Instead, they're the spurs for a timeless tragedy, central elements in an emotional parable.
Director Warren Sherrill relies on understated action, stark set pieces and fluid choreography in the Paragon's elegant staging, which spans a little more than an hour. The short running time doesn't take away from the tragedy’s overall effect. The constant insistence on intensity and simplicity makes Hwang’s text, inspired by Japanese folklore and Noh theater, all the more resonant.
The premise is simple – an unnamed female character (Sheila Ivy Traister) welcomes an unnamed male traveler (Dale Li) to her isolated forest home. She invites the samurai to remain as her guest, urging him to abandon his journeys and find stability in love.
The arrangement is quickly derailed by the onus of past disappointments and deep rooted fears.
Both of the middle-aged characters have been damaged by their experiments with love and human contact. He calls himself a "man who fears women," he refuses to give his host his real name. She reveals a history of isolation – she's learned to play the shackuhachi, or Japanese flute, to resemble the sound of the human voice. It’s a skill that’s grown from the pain of being alone.
As the visitor stays longer, the rift grows. He reveals he was lured to the woman’s isolated home in search of glory, chasing tales of a witch who beguiles her male visitors. She reveals he’s not the first visitor; the others have all gone. She’s since honed skills in strength and swordsmanship, talents that she fears have "crossed boundaries" of societal gender roles.
The weight of both characters' fears and foibles grow, and eventually becomes the unseen, unavoidable villain of the piece. A human connection is spoiled by its constant sway. It quashes the comfort and happiness of love, with a heartbreaking effect.
The power of Hwang’s text is in its dynamic dialogue and its straightforward action. The playwright’s stress is on basic and timeless human emotion, a subject made all the more powerful by dialogue that rings with the power and rhythm of poetry.

• Material
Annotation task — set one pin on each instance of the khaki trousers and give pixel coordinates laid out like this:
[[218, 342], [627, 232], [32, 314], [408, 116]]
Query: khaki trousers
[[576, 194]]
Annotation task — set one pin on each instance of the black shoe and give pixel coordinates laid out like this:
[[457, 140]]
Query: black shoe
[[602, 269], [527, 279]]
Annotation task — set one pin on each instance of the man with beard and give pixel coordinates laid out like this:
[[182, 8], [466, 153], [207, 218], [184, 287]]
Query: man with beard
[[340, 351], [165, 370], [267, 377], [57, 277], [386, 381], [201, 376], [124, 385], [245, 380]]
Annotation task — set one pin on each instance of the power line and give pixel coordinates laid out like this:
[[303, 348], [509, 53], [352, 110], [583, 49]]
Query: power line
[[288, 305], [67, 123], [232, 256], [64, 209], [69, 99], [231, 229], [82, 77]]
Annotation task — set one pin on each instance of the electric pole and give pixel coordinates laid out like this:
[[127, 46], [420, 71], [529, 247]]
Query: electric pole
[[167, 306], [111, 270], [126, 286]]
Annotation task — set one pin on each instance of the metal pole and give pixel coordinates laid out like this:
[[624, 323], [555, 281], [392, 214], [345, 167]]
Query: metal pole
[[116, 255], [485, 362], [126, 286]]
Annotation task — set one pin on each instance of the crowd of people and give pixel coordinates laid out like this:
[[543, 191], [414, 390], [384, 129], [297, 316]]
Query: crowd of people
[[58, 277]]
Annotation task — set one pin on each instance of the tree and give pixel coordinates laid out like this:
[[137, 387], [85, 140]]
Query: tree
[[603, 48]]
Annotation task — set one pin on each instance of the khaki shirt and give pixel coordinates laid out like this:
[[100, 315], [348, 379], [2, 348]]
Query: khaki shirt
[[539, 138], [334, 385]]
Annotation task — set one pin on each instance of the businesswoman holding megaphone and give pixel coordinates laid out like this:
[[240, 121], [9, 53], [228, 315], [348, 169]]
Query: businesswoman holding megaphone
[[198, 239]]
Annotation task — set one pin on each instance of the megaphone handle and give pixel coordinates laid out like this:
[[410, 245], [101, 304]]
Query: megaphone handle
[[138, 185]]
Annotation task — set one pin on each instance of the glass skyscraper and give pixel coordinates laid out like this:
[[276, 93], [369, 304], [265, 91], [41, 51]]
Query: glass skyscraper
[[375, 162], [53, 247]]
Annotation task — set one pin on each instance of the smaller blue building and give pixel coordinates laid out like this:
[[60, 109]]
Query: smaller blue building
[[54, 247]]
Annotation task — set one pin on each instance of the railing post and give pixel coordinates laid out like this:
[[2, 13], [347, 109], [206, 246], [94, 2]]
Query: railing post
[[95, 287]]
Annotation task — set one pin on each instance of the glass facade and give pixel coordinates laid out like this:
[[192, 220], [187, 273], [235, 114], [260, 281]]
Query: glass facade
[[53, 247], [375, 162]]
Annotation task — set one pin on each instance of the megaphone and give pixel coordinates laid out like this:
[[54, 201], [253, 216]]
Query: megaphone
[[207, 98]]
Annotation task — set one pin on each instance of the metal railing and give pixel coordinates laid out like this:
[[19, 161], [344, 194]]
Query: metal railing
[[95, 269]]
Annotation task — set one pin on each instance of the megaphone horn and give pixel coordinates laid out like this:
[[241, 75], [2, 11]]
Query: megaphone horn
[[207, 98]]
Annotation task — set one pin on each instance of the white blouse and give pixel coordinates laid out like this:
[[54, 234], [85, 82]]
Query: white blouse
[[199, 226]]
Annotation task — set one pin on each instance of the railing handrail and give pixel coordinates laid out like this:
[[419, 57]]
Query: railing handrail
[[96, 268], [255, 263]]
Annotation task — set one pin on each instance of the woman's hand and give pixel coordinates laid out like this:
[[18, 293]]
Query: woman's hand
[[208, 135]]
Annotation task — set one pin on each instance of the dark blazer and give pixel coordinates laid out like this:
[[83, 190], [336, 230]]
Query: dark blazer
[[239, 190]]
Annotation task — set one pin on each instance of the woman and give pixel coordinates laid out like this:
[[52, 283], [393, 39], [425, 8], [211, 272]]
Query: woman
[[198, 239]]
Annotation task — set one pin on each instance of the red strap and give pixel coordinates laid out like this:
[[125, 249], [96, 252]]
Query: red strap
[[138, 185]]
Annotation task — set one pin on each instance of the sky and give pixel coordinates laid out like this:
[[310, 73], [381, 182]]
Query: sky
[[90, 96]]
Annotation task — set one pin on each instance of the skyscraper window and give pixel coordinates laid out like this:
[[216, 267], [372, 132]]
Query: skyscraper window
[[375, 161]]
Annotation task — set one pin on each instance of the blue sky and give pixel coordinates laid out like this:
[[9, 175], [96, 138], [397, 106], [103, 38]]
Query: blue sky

• Problems and tasks
1) Answer these questions using the play review:
(a) Who directed the Paragon's staging?
(b) What kind of instrument has the woman learned to play so that it resembles the sound of the human voice?
(c) What does the male traveler call himself?
2) List every person named in the play review.
3) Carry on writing the play review after its final paragraph.
The material has nothing to do with what is asked here.

• Exercise answers
1)
(a) Warren Sherrill
(b) A Japanese flute
(c) A "man who fears women"

2) Warren Sherrill, Sheila Ivy Traister, Dale Li, Hwang

3)
"The grief remained inside me," Traister declares at one point while remembering past pains. "It would sit like water, still."
The Paragon’s production keeps the intent and power of the text intact. Both Li and Traister treat their roles with a due amount of transparency. Li is dogged and stubborn in avoiding emotional attachment to his host; his focus on losing himself in everyday tasks and concerns of honor make the role pulled from legend seem contemporary.
Meanwhile, Traister’s performance finds balance in like amounts of vulnerability and diffidence. The visitors who have come and gone have damaged this isolated resident of the woods, and her improvised survival skills can’t find an answer for loneliness. Traister is heartbreaking as she reveals the combined effect of a cycle of loss, grief and isolation.
Li and Traister don’t have the only time onstage – two dancers clad in black take the role of unseen spirits in the background. Between scenes, Kim Robards and Greg Gonzales dance in motions that seem both complementary and contrary, movement that hints at the strained relationship between the two lead characters. They also lurk in the background as stagehands, handing the main characters objects and moving the set pieces. It’s a touch that adds an ethereal touch to the action, and one that helps break up the repetitious action.
Jen Orf's subtle lighting design helps round out the feel of a distant, isolated setting. Her cobalt blue shades recreate the feel of deep night, and her bright ochers make the mood lighter during the daylight scenes. Christopher Wink's scenic design succeeds in its simplicity, and the inclusion of Michael Andrew Doherty’s live performance on the Japanese flute helps clinch a sense of setting.
It's a tale that unfolds quickly – there’s none of the drawn-out intrigue of Western drama, no slowly building sadness that stretches for hours.
But the concision makes the message all the more powerful and approachable. In the anonymity, in the lack of detail, the audience can grasp the universal questions all the more easily.
Are the rewards of love worth the scars, the disappointment, the inevitable pain that come as a result?
The questions have a much wider range and resonance than the play’s rustic forest setting.
Three and a half stars out of four.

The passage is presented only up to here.